# [LIST OF TASKS]
a) Translate this sentence from the commentary into Spanish: "I asked a lobsterman friend what was essential when running against both wind and tide."
b) Copy the commentary verbatim from "The epistle reading" to "responsibility and stewardship.".

* Begin SUPPLIED TEXT *

Running against wind and tide
Commentary
Nautical metaphor can be helpful to the preacher in dealing with the Old Testament and gospel readings today. The words of both were spoken to communities of faith, keepers of the vision of God's new day, in times of adverse wind and tide. I asked a lobsterman friend what was essential when running against both wind and tide. He replied, "You have to keep a strong hand on the wheel and stay on course." Such was the situation in the community around the unknown prophet and later the early church embarking into the stream of history. Both were striving to be faithful to the vision in a time of adverse pressures and contrary winds.
The epistle reading if not used to fuel a sermon should certainly be read with commentary lest some of the phrases be taken out of context and used to endorse a wrong-headed and mean-spirited approach to the issues of poverty and welfare reform. The writer was addressing a peculiar situation in a congregation that was a tiny minority in an ancient culture not our present national issues. Having said that it can also be said that the reading does suggest thoughts about communal responsibility and stewardship.

* End SUPPLIED TEXT *
* Begin DATASET CONTENT *

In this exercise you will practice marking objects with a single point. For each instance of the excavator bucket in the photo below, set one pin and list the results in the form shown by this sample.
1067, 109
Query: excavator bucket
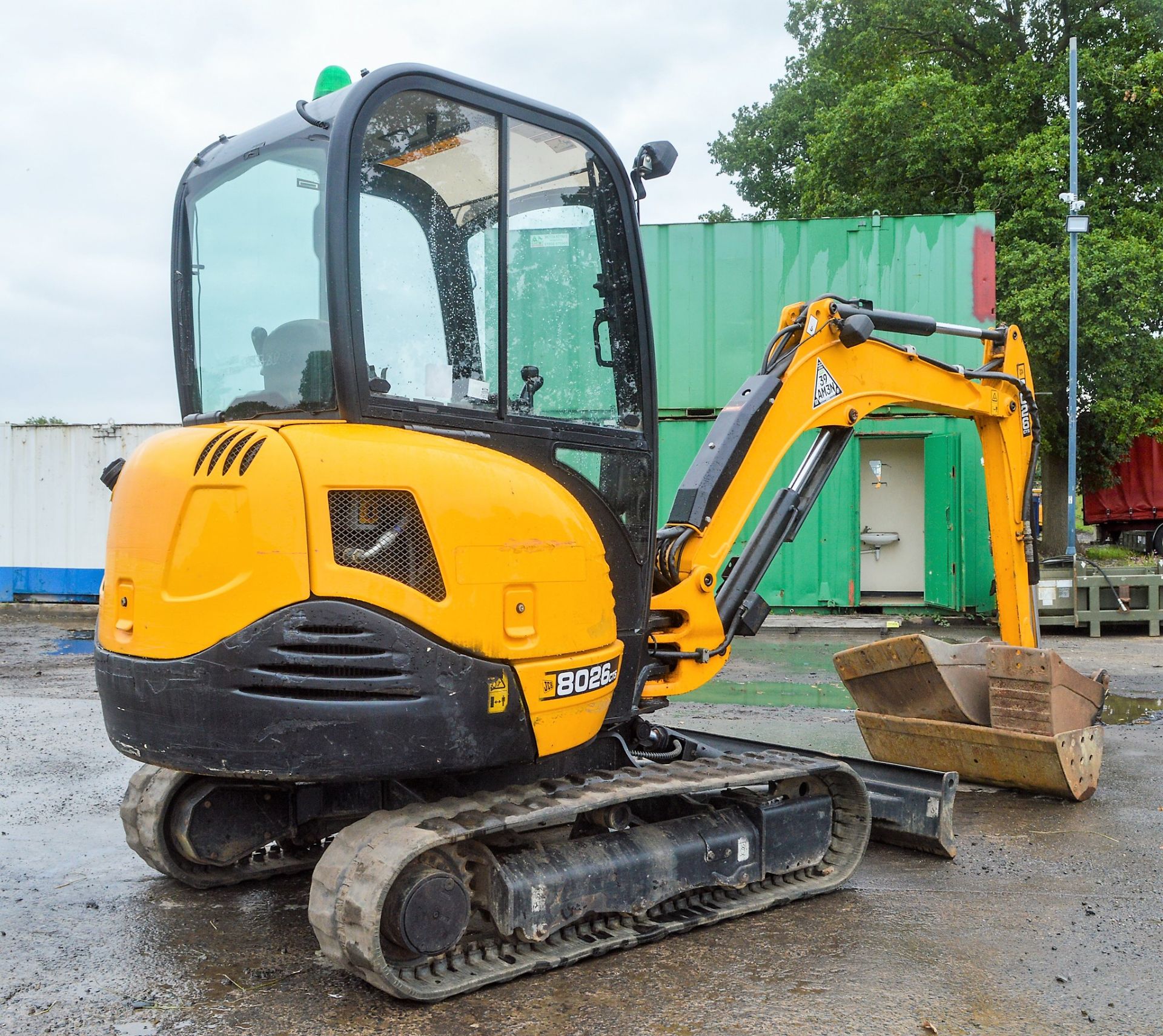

* End DATASET CONTENT *

# [SOLUTION SET]
a) Le pregunté a un amigo langostero qué era esencial al navegar contra el viento y la marea.

b)
The epistle reading if not used to fuel a sermon should certainly be read with commentary lest some of the phrases be taken out of context and used to endorse a wrong-headed and mean-spirited approach to the issues of poverty and welfare reform. The writer was addressing a peculiar situation in a congregation that was a tiny minority in an ancient culture not our present national issues. Having said that it can also be said that the reading does suggest thoughts about communal responsibility and stewardship.